■ **SOURCE PASSAGE**
Trump administration considering criminal referrals in USAID fight

The Trump administration is signaling it may bring criminal referrals against employees of the U.S. Agency for International Development (USAID) or grantee recipients over allegations of misuse of foreign assistance, which would mark an extraordinary next step in the administration’s push to gut the agency.
Peter Marocco, who is serving as acting deputy administrator for USAID, told lawmakers in a closed-door briefing Wednesday that he and his staff are looking at making criminal referrals to the Department of Justice, according to two people familiar with the conversations.
It’s unclear if Marocco will follow through on the threat, said one person who was in the room during the briefing, but they saw it as a significant signal, coming up in a meeting with members of the House Foreign Affairs Committee.
A January memo from the USAID Office of Inspector General (OIG) laid out resistance from some aid grantees over sharing information that officials say is needed for oversight and accountability. The OIG memo highlighted $8 billion that was primarily distributed to United Nations agencies and multilateral development banks which they criticized as being shielded from scrutiny.

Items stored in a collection

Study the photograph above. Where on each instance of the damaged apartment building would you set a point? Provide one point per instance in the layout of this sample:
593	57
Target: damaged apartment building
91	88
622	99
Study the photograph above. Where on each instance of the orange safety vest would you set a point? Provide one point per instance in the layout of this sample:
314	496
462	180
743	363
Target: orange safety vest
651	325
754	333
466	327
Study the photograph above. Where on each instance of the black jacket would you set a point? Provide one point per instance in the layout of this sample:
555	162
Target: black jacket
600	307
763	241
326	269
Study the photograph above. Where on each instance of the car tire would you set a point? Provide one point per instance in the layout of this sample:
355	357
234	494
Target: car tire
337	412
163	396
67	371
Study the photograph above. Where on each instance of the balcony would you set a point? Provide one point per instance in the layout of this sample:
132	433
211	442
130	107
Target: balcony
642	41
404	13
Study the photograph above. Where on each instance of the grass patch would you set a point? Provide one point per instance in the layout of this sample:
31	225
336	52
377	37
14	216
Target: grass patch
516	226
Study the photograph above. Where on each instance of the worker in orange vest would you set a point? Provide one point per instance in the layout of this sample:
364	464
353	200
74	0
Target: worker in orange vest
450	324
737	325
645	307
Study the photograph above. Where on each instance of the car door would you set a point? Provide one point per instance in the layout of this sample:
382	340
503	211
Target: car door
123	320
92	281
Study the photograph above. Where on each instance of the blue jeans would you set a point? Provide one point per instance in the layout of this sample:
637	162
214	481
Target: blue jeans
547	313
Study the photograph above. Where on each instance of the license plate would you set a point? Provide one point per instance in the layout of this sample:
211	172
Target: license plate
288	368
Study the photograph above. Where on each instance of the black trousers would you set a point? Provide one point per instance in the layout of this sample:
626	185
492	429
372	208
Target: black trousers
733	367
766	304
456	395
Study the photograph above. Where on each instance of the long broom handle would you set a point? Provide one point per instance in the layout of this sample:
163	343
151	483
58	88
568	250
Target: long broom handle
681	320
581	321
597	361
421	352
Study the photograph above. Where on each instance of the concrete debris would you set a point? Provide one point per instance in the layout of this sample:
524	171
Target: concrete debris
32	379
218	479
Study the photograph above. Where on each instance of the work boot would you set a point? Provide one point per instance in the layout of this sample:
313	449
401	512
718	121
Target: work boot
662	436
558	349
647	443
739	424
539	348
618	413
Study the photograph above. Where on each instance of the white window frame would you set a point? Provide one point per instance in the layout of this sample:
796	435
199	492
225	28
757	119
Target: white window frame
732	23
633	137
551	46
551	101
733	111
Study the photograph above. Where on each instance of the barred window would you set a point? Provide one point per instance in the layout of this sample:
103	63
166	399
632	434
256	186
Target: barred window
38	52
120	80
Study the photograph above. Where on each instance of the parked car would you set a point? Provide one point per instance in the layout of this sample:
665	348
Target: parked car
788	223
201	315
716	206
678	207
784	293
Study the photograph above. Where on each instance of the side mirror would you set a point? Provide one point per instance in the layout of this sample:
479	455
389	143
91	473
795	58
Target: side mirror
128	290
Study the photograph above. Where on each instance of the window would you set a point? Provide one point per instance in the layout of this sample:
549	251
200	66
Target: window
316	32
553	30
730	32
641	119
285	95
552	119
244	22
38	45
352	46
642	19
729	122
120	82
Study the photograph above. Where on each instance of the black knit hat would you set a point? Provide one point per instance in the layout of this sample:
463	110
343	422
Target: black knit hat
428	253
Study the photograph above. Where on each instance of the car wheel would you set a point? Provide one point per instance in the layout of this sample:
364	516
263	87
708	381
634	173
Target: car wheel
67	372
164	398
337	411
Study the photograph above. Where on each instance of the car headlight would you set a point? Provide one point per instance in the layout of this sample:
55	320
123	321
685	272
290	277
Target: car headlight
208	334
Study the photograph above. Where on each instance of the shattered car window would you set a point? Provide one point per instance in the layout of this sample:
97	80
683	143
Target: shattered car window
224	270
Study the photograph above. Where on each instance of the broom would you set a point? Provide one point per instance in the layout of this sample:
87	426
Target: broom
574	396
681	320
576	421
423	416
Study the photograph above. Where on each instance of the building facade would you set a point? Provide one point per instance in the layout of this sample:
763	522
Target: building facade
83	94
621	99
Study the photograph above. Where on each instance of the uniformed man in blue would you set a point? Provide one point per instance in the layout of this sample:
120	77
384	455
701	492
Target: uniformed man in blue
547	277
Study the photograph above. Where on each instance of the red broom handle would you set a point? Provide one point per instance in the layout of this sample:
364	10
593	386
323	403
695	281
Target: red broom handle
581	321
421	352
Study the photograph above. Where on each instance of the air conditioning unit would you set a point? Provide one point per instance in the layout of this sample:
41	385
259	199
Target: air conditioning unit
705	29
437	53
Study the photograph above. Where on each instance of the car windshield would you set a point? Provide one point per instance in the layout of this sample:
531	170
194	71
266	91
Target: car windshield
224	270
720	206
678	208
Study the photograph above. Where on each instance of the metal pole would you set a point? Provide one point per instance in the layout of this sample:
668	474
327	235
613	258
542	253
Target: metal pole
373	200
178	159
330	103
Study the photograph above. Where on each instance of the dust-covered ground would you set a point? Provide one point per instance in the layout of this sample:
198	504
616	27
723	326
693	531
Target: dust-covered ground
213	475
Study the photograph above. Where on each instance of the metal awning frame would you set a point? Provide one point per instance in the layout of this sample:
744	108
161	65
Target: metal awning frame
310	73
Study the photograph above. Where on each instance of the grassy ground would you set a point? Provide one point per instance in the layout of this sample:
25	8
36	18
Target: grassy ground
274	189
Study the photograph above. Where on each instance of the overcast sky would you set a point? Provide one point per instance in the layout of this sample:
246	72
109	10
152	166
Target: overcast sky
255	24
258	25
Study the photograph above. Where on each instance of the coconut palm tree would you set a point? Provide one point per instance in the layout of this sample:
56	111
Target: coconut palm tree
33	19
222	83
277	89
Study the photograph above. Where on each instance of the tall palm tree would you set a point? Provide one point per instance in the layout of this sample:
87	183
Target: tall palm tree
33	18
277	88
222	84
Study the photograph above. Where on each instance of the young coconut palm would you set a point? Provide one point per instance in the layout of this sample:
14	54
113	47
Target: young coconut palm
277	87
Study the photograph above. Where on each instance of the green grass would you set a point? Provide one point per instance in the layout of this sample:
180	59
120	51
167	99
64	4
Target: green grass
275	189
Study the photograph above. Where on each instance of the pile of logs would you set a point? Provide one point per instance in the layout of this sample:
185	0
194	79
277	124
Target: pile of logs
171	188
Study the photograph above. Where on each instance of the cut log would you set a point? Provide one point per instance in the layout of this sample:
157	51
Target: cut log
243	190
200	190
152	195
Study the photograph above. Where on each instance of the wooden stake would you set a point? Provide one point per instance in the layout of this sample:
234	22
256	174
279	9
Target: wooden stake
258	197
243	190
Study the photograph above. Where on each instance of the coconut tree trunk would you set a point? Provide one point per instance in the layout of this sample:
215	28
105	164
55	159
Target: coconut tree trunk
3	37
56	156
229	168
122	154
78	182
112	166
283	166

* * *

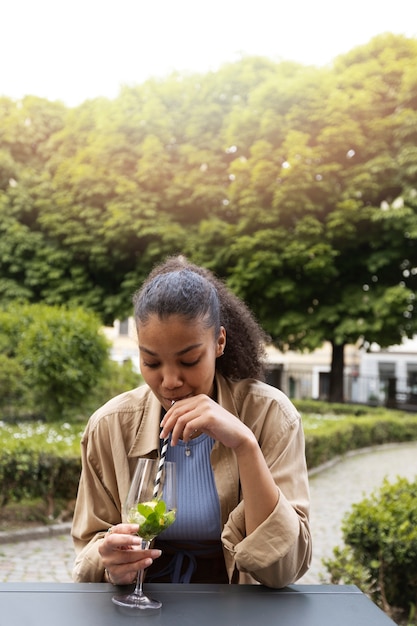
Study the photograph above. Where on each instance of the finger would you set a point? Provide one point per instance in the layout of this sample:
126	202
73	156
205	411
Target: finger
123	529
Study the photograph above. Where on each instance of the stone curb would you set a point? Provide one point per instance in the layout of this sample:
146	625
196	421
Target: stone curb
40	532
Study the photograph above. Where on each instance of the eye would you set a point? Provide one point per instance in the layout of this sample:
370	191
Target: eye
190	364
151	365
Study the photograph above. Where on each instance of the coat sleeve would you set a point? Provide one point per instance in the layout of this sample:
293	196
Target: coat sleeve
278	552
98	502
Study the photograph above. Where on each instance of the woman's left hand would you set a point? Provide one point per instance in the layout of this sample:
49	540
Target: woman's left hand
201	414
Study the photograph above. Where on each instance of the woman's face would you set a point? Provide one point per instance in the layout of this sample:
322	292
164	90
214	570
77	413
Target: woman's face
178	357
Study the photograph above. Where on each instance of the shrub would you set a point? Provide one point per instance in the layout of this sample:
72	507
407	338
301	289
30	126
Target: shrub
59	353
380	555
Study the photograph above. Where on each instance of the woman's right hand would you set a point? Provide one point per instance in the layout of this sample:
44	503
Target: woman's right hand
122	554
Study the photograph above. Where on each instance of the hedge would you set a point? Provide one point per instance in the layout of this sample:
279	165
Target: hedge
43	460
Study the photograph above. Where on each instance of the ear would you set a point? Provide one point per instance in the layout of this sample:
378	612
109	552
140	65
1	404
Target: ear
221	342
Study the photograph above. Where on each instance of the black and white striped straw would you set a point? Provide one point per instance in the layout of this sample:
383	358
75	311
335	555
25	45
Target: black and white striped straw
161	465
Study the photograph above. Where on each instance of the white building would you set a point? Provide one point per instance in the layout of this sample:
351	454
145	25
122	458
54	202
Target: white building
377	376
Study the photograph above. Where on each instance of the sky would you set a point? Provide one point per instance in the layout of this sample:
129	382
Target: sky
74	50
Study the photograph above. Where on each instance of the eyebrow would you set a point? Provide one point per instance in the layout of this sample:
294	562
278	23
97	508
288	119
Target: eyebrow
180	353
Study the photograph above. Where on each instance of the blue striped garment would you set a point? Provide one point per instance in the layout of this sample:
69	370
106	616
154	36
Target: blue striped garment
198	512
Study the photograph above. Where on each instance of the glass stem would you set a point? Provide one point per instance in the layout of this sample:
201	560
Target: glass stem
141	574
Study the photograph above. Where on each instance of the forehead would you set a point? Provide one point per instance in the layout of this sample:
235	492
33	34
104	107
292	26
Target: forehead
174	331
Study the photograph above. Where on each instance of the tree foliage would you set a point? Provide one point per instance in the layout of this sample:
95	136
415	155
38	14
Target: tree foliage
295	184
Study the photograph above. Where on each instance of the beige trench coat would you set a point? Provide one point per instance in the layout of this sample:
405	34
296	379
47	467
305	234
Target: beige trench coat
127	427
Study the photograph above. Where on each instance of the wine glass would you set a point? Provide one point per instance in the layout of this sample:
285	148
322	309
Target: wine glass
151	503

■ **EXERCISE OBJECTIVE**
Reproduce the USAID article word for word from "The Trump administration" to "with the conversations.". The stored data has no role in this work.

■ **RESPONSE**
The Trump administration is signaling it may bring criminal referrals against employees of the U.S. Agency for International Development (USAID) or grantee recipients over allegations of misuse of foreign assistance, which would mark an extraordinary next step in the administration’s push to gut the agency.
Peter Marocco, who is serving as acting deputy administrator for USAID, told lawmakers in a closed-door briefing Wednesday that he and his staff are looking at making criminal referrals to the Department of Justice, according to two people familiar with the conversations.